Task requirements:
Rewrite the records as a JSON list of strings, one string per line and with the blank lines left out.

------------------------------------

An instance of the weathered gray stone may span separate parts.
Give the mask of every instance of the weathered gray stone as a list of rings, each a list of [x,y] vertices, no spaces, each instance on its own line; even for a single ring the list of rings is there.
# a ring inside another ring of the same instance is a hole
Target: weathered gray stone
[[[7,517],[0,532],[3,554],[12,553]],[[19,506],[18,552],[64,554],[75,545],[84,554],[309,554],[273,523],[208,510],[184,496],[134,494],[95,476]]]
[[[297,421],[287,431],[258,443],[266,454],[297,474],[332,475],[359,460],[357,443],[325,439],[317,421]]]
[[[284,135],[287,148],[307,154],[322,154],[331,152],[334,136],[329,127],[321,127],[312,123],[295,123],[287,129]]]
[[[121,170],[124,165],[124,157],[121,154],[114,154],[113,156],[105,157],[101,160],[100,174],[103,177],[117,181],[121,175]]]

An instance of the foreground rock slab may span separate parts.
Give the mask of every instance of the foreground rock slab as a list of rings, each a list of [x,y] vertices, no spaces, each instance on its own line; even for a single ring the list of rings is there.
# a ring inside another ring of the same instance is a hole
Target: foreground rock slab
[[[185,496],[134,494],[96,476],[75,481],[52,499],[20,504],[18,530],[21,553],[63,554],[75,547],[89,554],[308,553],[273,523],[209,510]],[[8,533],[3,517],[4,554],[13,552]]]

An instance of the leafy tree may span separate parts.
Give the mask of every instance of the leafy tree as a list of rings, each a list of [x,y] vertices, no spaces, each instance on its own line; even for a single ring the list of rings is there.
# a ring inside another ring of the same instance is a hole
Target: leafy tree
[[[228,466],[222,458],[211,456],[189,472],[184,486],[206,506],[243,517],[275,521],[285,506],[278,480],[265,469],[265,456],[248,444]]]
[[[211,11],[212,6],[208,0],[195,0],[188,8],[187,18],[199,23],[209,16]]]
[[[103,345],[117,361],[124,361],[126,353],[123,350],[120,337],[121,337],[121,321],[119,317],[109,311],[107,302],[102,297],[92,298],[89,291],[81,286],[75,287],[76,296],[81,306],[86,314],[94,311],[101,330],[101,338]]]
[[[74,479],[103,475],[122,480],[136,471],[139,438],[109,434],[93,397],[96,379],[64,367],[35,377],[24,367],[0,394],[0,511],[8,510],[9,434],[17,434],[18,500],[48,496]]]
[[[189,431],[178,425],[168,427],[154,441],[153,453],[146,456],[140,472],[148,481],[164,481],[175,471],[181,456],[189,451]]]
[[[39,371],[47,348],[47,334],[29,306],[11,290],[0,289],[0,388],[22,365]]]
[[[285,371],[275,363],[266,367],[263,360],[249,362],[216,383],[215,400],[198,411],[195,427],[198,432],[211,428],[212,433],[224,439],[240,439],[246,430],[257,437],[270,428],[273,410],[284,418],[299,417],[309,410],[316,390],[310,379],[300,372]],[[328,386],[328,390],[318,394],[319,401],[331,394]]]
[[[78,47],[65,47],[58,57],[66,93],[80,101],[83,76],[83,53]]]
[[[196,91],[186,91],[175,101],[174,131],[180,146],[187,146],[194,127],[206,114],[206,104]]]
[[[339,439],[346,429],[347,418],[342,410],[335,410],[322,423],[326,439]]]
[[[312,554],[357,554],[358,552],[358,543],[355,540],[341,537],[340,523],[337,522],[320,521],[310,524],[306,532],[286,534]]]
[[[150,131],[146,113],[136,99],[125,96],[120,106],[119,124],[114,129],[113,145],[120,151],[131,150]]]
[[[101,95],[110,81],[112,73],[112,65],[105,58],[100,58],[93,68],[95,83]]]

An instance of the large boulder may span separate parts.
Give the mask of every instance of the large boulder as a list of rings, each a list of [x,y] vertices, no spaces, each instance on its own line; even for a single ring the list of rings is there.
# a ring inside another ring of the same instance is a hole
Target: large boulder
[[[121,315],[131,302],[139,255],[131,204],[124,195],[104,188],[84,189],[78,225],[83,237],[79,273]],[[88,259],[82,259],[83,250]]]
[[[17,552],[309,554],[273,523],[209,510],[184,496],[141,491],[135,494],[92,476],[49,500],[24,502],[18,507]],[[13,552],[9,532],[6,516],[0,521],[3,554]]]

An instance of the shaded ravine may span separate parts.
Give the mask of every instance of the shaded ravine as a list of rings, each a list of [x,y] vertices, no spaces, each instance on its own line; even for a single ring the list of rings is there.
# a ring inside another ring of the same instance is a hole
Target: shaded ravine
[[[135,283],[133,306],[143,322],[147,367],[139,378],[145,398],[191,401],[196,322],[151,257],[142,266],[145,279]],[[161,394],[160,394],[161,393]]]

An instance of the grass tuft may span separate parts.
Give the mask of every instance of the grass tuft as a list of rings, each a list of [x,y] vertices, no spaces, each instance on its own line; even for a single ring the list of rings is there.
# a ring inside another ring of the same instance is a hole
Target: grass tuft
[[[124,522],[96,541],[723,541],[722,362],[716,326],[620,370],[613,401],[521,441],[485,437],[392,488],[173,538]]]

------------------------------------

Output of the exercise:
[
  "An instance of the weathered gray stone may span separate parts.",
  "Give the mask of every instance of the weathered gray stone as a list of rings, each a list of [x,y] vertices, no spaces, each instance on its own line; even for a single ring the list of rings is there.",
  "# a ring inside another ring of the same instance is a hole",
  "Target: weathered gray stone",
  "[[[7,517],[0,532],[3,554],[12,553]],[[19,506],[18,552],[64,554],[75,545],[84,554],[309,554],[273,523],[208,510],[184,496],[134,494],[95,476]]]",
  "[[[297,421],[287,431],[258,443],[266,454],[297,474],[332,475],[359,460],[357,443],[325,439],[317,421]]]",
  "[[[284,135],[287,148],[307,154],[322,154],[331,152],[334,136],[329,127],[321,127],[312,123],[295,123],[287,129]]]",
  "[[[121,170],[124,165],[124,157],[121,154],[114,154],[113,156],[105,157],[101,160],[100,174],[103,177],[117,181],[121,175]]]",
  "An instance of the foreground rock slab may span separate parts.",
  "Give the mask of every instance of the foreground rock slab as a list of rings, each a list of [x,y] vertices, no spaces, each instance on its own line; even for a single ring the list of rings is there.",
  "# a ring inside another ring of the same instance is a hole",
  "Target: foreground rock slab",
  "[[[185,496],[134,494],[96,476],[75,481],[52,499],[20,504],[18,530],[21,553],[63,554],[75,547],[89,554],[308,553],[273,523],[209,510]],[[8,533],[3,517],[4,554],[13,552]]]",
  "An instance of the leafy tree may span separate parts.",
  "Give the mask of every instance of the leafy tree as a list of rings, each a list of [x,y] vertices, no spaces, each instance on its own line; even for a single ring the list of rings is there.",
  "# a ring inside another ring of the same instance is a hole",
  "Target: leafy tree",
  "[[[228,466],[222,458],[211,456],[189,472],[184,486],[206,506],[243,517],[275,521],[285,506],[278,480],[265,469],[265,456],[248,444]]]",
  "[[[211,11],[212,6],[208,0],[195,0],[188,8],[187,18],[199,23],[209,16]]]",
  "[[[103,345],[117,361],[124,361],[126,353],[123,350],[120,337],[121,337],[121,321],[119,317],[109,311],[107,302],[102,297],[92,298],[89,291],[81,286],[75,287],[76,296],[81,306],[86,314],[94,311],[101,330],[101,338]]]",
  "[[[74,479],[103,475],[122,480],[136,471],[139,438],[109,434],[93,397],[96,379],[64,367],[35,377],[24,367],[0,394],[0,511],[8,510],[9,434],[17,434],[18,500],[48,496]]]",
  "[[[189,431],[178,425],[168,427],[154,441],[153,453],[146,456],[140,472],[148,481],[164,481],[175,471],[181,456],[189,451]]]",
  "[[[39,371],[47,348],[47,334],[29,306],[11,290],[0,289],[0,388],[22,365]]]",
  "[[[285,371],[275,363],[266,367],[263,360],[249,362],[216,383],[215,400],[198,411],[195,427],[198,432],[211,428],[212,433],[224,439],[240,439],[246,430],[257,437],[270,428],[273,410],[284,418],[299,417],[309,410],[316,390],[310,379],[300,372]],[[328,386],[328,390],[318,394],[319,401],[331,394]]]",
  "[[[78,47],[65,47],[58,57],[66,93],[80,101],[83,76],[83,53]]]",
  "[[[196,91],[186,91],[175,101],[174,131],[180,146],[187,146],[194,127],[206,114],[206,104]]]",
  "[[[339,439],[346,429],[347,418],[342,410],[335,410],[322,423],[326,439]]]",
  "[[[312,554],[357,554],[358,552],[358,543],[355,540],[341,537],[340,523],[337,522],[320,521],[310,524],[306,532],[286,534]]]",
  "[[[150,131],[146,113],[136,99],[125,96],[120,106],[119,124],[114,129],[113,145],[120,151],[131,150]]]",
  "[[[101,95],[110,81],[112,73],[112,65],[105,58],[100,58],[93,68],[95,83]]]",
  "An instance of the large boulder may span separate parts.",
  "Give the mask of every instance of the large boulder as a list of rings, each a list of [x,y] vertices, no spaces, each instance on its own line; even for a single ring the list of rings is there.",
  "# a ring inside another ring of the same instance is a hole",
  "Target: large boulder",
  "[[[121,315],[131,302],[139,255],[131,204],[124,195],[104,188],[84,189],[78,225],[83,237],[79,273]],[[88,259],[82,259],[83,250]]]",
  "[[[17,552],[309,554],[273,523],[209,510],[184,496],[141,491],[135,494],[92,476],[49,500],[24,502],[18,507]],[[13,552],[9,532],[6,516],[0,521],[3,554]]]",
  "An instance of the shaded ravine may span separate parts.",
  "Give the mask of every instance of the shaded ravine as a list of rings, each a list of [x,y] vertices, no spaces, each instance on its own line; even for a single ring the list of rings is there.",
  "# a ring inside another ring of the same instance is a hole",
  "Target: shaded ravine",
  "[[[135,283],[133,306],[143,322],[147,367],[139,378],[145,398],[191,401],[196,322],[151,257],[142,266],[145,279]],[[161,394],[160,394],[161,393]]]",
  "An instance of the grass tuft may span separate parts.",
  "Give the mask of every instance of the grass tuft as a list of rings, each a list of [x,y] vertices, no spaces, each instance on its own line; even for a single ring the list of rings is there.",
  "# a ring inside another ring of the same instance is a hole",
  "Target: grass tuft",
  "[[[124,522],[96,541],[723,541],[722,362],[716,326],[620,370],[613,401],[521,441],[485,437],[392,488],[173,538]]]"
]